### WORK REQUIRED
Nothing in the entries may be dropped: restate them word for word.

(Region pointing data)
============

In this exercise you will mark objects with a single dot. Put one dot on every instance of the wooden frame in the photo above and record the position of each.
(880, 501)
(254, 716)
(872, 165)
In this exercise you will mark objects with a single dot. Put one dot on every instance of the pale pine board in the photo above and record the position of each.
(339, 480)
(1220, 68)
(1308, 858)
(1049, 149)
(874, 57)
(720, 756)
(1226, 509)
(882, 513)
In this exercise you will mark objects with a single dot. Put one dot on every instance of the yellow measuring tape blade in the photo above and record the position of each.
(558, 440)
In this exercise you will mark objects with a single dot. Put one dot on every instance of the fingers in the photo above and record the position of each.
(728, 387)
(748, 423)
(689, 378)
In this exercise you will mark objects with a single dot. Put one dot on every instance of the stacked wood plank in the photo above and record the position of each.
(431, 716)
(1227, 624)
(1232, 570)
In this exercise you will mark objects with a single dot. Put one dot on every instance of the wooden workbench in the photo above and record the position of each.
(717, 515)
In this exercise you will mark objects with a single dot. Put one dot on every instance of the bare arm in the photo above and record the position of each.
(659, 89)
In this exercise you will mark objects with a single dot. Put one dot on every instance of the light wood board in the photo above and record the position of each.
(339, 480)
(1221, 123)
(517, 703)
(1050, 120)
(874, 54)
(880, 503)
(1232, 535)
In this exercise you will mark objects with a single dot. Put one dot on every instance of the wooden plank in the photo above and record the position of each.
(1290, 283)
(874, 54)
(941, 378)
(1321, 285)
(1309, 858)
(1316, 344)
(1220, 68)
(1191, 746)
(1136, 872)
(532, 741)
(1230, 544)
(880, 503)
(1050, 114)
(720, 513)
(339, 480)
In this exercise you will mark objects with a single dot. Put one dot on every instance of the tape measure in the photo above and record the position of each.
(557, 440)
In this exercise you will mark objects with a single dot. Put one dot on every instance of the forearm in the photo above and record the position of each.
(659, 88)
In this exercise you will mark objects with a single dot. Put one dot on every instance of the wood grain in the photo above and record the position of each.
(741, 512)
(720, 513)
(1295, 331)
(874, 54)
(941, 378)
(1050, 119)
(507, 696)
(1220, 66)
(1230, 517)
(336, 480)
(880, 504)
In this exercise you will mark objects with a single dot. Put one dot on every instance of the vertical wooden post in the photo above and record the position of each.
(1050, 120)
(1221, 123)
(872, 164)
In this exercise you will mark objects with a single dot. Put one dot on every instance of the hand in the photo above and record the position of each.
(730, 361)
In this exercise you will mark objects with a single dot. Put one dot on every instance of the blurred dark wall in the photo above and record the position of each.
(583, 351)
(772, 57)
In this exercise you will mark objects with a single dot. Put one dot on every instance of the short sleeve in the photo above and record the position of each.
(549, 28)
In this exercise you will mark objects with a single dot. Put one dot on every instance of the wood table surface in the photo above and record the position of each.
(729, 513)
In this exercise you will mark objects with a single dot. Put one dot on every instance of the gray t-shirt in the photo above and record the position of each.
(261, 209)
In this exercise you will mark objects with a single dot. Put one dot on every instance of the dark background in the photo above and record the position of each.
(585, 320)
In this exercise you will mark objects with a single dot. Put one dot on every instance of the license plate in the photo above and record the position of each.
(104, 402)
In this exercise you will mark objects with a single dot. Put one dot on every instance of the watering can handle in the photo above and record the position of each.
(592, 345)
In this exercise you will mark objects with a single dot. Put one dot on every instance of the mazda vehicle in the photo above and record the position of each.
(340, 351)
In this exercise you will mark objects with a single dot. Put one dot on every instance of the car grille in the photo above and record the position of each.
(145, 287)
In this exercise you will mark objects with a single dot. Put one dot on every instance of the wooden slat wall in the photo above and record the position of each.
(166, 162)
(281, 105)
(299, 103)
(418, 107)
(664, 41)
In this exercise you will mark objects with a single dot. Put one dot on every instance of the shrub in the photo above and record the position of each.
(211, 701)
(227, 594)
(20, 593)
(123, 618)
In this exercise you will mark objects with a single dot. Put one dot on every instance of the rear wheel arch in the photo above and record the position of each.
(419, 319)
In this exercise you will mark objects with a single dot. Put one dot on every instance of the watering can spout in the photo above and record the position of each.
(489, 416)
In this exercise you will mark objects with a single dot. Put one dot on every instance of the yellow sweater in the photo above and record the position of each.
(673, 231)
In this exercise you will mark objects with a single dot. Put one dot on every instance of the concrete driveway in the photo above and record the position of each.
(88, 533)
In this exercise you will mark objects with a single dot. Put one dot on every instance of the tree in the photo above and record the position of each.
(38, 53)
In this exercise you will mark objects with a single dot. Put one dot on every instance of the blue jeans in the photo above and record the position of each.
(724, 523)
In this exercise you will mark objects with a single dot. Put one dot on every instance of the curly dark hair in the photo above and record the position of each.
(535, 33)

============

### FINISHED EXERCISE
In this exercise you will mark objects with a single dot. Put one dot on every instance of the wooden frame in the photo above and record the position of each.
(880, 501)
(254, 716)
(872, 165)
In this exercise you will mark objects with a single dot. Put one dot on every instance of the pale pine board in the photo above and record the position of each.
(339, 480)
(1220, 68)
(1308, 858)
(1049, 149)
(874, 57)
(720, 756)
(1226, 509)
(882, 513)
In this exercise you will mark objects with a single dot. Put one dot on every instance of the yellow measuring tape blade in the photo above and record the position of each.
(558, 440)
In this exercise you will mark objects with a single dot. Put one dot on every instance of the fingers in the photo above and record the position of each.
(728, 387)
(748, 423)
(689, 378)
In this exercise you will mark objects with a single dot. Put one dot on every instance of the stacked wood plank in the photo above and record the position of each.
(431, 716)
(1227, 624)
(1232, 570)
In this exercise you will mark objects with a single dot. Put one dot on every instance of the wooden workbench in the photo above and record the position of each.
(717, 515)
In this exercise you will mark objects with a single dot. Put one dot on every instance of the bare arm in the photo above and record the position of each.
(659, 89)
In this exercise you will mark objects with a single dot. Put one dot on every instance of the light wood board in the photo above and record the position of each.
(339, 480)
(1221, 123)
(517, 703)
(1050, 120)
(874, 54)
(880, 503)
(1232, 535)
In this exercise you will mark objects with a single dot. Put one dot on every instance of the wooden plank in the photo above and record the position of each.
(1290, 283)
(874, 54)
(941, 378)
(1321, 285)
(1309, 858)
(1316, 344)
(1220, 68)
(1191, 746)
(1136, 872)
(532, 741)
(1230, 544)
(880, 503)
(1050, 114)
(720, 513)
(339, 480)
In this exercise you will mark objects with a single dot. Put one dot on every instance of the tape measure in the photo above and record the position of each.
(557, 440)
In this exercise you will mark objects with a single dot. Put one dot on every instance of the forearm in the photo above and record the position of each.
(659, 88)
In this exercise you will mark objects with a single dot. Put one dot on every instance of the wood grain in the photo above and record the position of each.
(741, 512)
(720, 513)
(1295, 331)
(874, 54)
(941, 378)
(1050, 119)
(507, 696)
(1220, 66)
(1230, 517)
(336, 480)
(880, 504)
In this exercise you will mark objects with a single dot. Put one dot on every instance of the vertical wooden post in the photo above and record the position of each.
(1050, 120)
(1221, 123)
(872, 164)
In this exercise you will mark objects with a single dot. Put one dot on every instance of the hand in the photo above and record the position of each.
(730, 361)
In this exercise you will mark objects with a single dot. Put one dot on every instance of the blurred dark wall in the photo above and record the position of each.
(583, 351)
(772, 57)
In this exercise you will mark objects with a single dot. Put one dot on every instance of the short sleeve in the photo above and record the position of each.
(549, 28)
In this exercise you will mark objects with a single dot. Put one dot on every instance of the wood table surface in the photo above and record the position of each.
(729, 513)
In this exercise you will mark objects with a single dot. Put one dot on every instance of the gray t-shirt in the photo above and record the position of each.
(261, 209)
In this exercise you will mark objects with a single dot. Put one dot on every instance of the dark background in the photo above and record the position of each.
(585, 320)
In this exercise you will mark objects with a single dot. Put one dot on every instance of the license plate in the photo above and record the position of each.
(104, 402)
In this exercise you will mark objects with a single dot. Put one dot on every instance of the watering can handle in the photo above and record the position of each.
(592, 345)
In this exercise you will mark objects with a single dot. Put one dot on every instance of the mazda vehicle in the photo above and record the position of each.
(340, 351)
In this exercise you will mark objects with a single dot. Put one dot on every instance of the car grille in the photo above and record the position of each.
(145, 287)
In this exercise you will mark objects with a single dot. Put one dot on every instance of the wooden slat wall in the photo above and record the position of each.
(166, 162)
(281, 105)
(299, 103)
(418, 107)
(664, 41)
In this exercise you will mark objects with a single dot. Put one dot on every instance of the shrub in the photo above and record the position of each.
(211, 701)
(227, 594)
(20, 593)
(123, 618)
In this exercise you will mark objects with a single dot. Put one dot on every instance of the rear wheel arch in the photo above and record the position of each.
(419, 319)
In this exercise you will mark objects with a single dot. Put one dot on every instance of the watering can spout in the photo above and record the position of each.
(489, 416)
In this exercise you will mark objects with a single dot. Put one dot on every instance of the yellow sweater in the photo above and record the position of each.
(673, 231)
In this exercise you will mark objects with a single dot. Put one dot on every instance of the concrete driveway in the photo above and record the position of each.
(88, 533)
In this exercise you will mark objects with a single dot. Put one dot on every instance of the tree in the photo above and record the position of each.
(38, 53)
In this exercise you will mark objects with a single dot. Put one dot on every instance of the blue jeans in the photo above and record the position of each.
(724, 523)
In this exercise you will mark objects with a single dot. Put one dot on every instance of the curly dark hair in the photo above and record the position of each.
(535, 33)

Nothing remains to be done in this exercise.